**Task to carry out**
Output the following lines verbatim, beginning with the line that contains "the window frame, pixel coordinates, sample" and ending after the line that contains "TARGET = street lamp".
———
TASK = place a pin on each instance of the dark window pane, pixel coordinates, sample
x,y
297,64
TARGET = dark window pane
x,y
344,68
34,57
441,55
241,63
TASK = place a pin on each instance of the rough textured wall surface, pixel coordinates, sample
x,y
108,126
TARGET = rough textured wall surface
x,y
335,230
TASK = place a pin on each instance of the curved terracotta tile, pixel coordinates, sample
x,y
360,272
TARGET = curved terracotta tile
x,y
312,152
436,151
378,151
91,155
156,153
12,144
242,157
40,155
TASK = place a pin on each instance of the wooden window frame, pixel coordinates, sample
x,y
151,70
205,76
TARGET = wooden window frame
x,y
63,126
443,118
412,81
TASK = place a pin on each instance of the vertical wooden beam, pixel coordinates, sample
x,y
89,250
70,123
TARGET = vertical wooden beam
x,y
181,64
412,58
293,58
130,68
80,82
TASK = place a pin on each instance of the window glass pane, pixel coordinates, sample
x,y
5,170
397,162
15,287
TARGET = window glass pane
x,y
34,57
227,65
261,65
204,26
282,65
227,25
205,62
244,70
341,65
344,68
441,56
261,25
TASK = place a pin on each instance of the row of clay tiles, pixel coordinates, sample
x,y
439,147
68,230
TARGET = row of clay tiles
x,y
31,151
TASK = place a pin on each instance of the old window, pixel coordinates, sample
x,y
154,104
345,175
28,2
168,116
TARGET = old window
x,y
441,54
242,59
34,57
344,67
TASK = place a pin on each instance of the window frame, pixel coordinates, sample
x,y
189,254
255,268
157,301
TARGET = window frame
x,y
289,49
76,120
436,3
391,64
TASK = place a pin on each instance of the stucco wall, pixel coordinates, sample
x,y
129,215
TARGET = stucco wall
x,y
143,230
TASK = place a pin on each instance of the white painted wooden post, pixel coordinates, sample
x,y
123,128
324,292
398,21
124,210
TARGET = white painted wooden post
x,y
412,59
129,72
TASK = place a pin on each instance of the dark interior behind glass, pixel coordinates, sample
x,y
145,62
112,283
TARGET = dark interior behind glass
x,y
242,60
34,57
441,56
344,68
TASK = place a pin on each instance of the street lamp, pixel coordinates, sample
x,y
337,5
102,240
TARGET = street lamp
———
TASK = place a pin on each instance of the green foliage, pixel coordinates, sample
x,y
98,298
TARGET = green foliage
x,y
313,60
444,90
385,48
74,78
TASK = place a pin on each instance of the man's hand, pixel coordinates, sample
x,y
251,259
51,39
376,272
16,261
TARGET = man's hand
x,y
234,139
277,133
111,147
———
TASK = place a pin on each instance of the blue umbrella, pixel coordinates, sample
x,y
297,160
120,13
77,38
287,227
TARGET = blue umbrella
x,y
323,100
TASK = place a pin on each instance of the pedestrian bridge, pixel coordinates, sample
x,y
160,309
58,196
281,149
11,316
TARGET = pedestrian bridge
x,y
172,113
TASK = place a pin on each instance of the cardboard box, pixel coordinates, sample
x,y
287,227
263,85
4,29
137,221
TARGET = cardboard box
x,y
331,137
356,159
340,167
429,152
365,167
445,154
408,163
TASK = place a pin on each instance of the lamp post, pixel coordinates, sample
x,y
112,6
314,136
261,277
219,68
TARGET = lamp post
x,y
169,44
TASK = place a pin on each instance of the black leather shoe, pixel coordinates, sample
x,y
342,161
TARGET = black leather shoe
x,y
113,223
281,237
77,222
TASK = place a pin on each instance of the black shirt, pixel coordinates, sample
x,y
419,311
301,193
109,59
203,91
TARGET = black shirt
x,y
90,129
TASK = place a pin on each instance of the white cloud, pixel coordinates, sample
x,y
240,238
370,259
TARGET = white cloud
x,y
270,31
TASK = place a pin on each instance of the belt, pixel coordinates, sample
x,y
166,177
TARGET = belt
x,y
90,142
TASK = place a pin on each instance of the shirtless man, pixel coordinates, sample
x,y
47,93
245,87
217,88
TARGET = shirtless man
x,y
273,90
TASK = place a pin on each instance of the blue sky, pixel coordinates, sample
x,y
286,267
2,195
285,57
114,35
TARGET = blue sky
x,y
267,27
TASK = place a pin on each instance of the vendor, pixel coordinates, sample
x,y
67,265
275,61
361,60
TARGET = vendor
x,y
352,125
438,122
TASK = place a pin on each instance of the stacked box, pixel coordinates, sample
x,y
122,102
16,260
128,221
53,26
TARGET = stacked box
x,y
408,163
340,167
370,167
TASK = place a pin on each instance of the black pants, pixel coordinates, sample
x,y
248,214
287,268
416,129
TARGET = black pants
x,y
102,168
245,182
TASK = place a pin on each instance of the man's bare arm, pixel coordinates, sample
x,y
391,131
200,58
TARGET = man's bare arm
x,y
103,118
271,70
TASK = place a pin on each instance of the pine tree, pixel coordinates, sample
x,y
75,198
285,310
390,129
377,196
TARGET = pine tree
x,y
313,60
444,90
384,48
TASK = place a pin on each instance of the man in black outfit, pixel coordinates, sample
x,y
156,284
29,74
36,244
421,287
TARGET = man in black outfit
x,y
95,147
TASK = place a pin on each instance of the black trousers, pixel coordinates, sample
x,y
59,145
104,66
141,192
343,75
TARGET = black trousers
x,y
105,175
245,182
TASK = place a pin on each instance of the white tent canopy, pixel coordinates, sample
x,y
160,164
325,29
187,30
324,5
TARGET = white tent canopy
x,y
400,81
———
**Reply to the task**
TASK = place a pin on each instance of the window frame, pixel coordinates, sample
x,y
189,254
255,268
157,301
TARGET = window frame
x,y
289,49
76,120
436,3
391,64
TASK = place a pin on each instance of the stucco wall, pixel coordinates, sample
x,y
129,215
TARGET = stucco wall
x,y
143,230
TASK = place a pin on each instance of the white painted wooden post, pixel coordinates, sample
x,y
123,128
324,292
398,21
124,210
TARGET = white painted wooden post
x,y
412,59
129,72
TASK = place a pin on each instance of the dark interior behind glass, pixel coordinates, sample
x,y
145,62
112,283
TARGET = dark interior behind glass
x,y
242,60
34,57
441,56
344,68
TASK = place a pin on each instance of the street lamp, pixel coordinates, sample
x,y
337,5
102,240
TARGET = street lamp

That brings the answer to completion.